• What is required:
Continue the news article below about the Steamboat Springs parks and recreation commission, picking up after its final sentence.

• Extract to read:
+ + + + +
Some members also said during their interviews for the job that they were open to the idea of exploring a new way of funding the city’s vast portfolio of recreational amenities.

Steamboat Springs City Council members asked prospective commission members about their views on such things as a possible parks and recreation taxing district and whether they’d want the commission to dive back into master plans for Rita Valentine and Bear River parks.

Kara Givnish, who earned another term on the commission after her interview, was one of two returning commissioners who said the group is ready to take on a bigger role.

“We would like to be more proactive,” Givnish said. “We’d like to do some higher-level visioning than the day-to-day of hearing that this vendor would like to come to this park.”

Returning commission member JoEllen Heydon also shared a desire for the commission to have a bigger impact.

“We’ve done all this work. We’re listening to all these people. We’re making an educated decision, but is our decision really being heard?” she said.
+ + + + +
[Object pointing dataset listing]
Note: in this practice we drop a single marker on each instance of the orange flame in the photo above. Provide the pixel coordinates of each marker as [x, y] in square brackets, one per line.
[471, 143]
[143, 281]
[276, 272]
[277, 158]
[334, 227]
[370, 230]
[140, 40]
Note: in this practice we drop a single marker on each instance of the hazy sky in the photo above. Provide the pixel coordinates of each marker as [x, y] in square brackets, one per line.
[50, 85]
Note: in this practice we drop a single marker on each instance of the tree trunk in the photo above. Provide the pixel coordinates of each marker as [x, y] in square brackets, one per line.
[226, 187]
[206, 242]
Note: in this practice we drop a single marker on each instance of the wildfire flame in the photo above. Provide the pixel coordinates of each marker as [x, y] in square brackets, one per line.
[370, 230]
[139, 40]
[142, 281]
+ + + + +
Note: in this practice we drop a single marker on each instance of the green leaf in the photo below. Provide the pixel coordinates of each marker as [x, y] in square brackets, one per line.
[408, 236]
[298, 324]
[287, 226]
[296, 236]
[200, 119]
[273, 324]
+ + + + +
• Answer to this task:
The commissioner candidates also talked about the current funding of the department and its amenities, and how they thought these could be improved in the future.

Council member Tony Connell asked candidate Doug Tumminello what he would think if the city’s parks and recreation department became its own taxing district and separated from the city.

“All options should be on the table,” Tumminello said. “A special district makes a lot of sense. Lots of parks and recreation (departments) use that model. I think it certainly does raise the ability to raise capital and revenue for a district. Is that the best option here? That’s a very legitimate question.”

He said the greatest challenge for the city would be the ongoing maintenance and upkeep of existing infrastructure.

During his interview with the council, new Steamboat Springs Winter Sports Club Director and commission candidate Jim Boyne also raised the possibility of proposing a new parks and recreation taxing district.

He said the city’s current reliance on sales tax revenue to fund and maintain its amenities, including ones that are parks and recreation related, “probably is not a good planning tool for the long term.”

He said before other funding sources are considered, the city needs to come up with a vision for the amenities, including for Howelsen Hill.

“The planning has to be strategic, but also how you approach the community and suggest funding is going to be a critical part of that,” Boyne said.

Talk of a new source of funding for city parks and recreation amenities isn’t new in Steamboat.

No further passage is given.